#### Given request
Show every line of the listing below that contains the word "dirt", copying each one in full. Case counts.

#### Extracted entries
-- Begin --

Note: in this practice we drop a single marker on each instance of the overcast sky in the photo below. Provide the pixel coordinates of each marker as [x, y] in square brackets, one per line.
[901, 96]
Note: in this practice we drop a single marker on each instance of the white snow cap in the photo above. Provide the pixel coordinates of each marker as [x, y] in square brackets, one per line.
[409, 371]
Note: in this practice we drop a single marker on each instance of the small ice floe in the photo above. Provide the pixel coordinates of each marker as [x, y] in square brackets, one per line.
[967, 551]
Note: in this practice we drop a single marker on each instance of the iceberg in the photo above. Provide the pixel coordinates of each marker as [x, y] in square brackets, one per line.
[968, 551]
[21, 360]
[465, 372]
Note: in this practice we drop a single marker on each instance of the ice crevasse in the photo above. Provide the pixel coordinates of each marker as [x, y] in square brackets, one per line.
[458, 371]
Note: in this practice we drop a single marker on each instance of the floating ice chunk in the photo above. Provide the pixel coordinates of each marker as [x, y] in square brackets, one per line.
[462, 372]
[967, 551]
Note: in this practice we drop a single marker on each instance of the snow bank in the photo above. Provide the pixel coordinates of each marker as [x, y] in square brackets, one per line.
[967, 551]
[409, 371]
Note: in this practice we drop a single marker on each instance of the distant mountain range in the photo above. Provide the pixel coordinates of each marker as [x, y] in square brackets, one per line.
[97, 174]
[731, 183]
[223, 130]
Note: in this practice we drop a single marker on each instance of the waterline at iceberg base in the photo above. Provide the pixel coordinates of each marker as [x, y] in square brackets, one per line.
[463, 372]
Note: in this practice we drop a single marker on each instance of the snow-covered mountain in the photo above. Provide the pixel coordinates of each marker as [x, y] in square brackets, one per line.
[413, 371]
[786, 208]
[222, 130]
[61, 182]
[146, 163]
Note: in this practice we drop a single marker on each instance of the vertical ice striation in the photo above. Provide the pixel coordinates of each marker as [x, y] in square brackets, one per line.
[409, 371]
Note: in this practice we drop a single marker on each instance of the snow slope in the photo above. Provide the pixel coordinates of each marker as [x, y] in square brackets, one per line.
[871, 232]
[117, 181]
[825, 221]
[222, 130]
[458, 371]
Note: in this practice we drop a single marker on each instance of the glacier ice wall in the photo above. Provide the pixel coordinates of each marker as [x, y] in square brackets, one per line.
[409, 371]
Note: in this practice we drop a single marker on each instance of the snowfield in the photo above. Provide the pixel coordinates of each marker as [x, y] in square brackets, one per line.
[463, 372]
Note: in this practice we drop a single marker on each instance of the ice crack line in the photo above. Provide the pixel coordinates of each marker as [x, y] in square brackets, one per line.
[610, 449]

-- End --
-- Begin --

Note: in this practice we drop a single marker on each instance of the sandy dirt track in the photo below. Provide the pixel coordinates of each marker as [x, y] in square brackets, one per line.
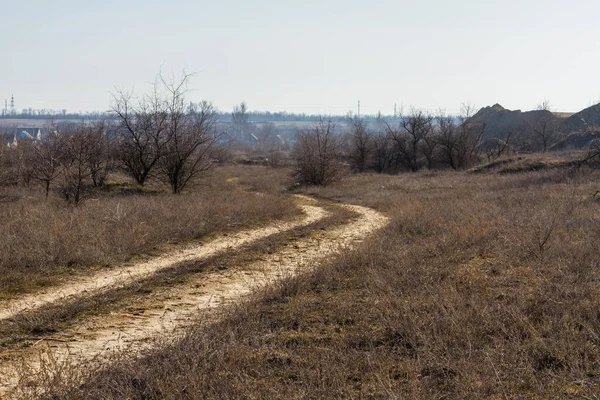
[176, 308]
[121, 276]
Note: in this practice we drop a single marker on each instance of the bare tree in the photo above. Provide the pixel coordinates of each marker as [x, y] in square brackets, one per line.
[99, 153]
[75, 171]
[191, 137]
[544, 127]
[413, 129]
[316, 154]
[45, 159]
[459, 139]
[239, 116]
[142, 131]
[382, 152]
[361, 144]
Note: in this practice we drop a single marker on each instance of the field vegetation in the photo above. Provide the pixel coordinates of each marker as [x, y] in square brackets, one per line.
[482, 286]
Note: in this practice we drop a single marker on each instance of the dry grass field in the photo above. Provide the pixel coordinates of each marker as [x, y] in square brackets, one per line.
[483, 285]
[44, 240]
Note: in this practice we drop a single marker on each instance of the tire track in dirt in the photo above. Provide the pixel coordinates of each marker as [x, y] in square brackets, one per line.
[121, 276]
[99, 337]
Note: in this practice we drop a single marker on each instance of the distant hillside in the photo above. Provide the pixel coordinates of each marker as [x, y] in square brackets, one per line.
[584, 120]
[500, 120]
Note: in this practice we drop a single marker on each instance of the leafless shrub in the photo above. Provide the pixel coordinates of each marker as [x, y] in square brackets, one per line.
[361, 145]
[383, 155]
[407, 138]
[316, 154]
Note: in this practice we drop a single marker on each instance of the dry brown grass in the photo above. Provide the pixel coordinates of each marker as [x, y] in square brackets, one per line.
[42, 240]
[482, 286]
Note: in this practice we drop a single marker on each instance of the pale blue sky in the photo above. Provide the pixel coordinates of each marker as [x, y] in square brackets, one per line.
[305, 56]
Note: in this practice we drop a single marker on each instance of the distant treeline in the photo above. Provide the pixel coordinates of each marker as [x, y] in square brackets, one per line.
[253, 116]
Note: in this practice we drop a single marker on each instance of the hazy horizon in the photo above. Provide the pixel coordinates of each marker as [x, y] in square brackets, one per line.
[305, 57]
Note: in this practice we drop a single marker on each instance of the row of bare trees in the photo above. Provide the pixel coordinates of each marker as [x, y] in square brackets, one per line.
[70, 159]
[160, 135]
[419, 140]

-- End --

#### Solution to this task
Note: in this practice we drop a single marker on each instance of the sandy dirt track in the photo below. Provide the pixel coordinates of each marker as [x, y] in square brackets, one per line.
Note: in this practice we drop a single marker on each instance of the tire track in dirt in the photo above. Provide the pixel coordinates of each marker as [x, y] in square brackets, one per line.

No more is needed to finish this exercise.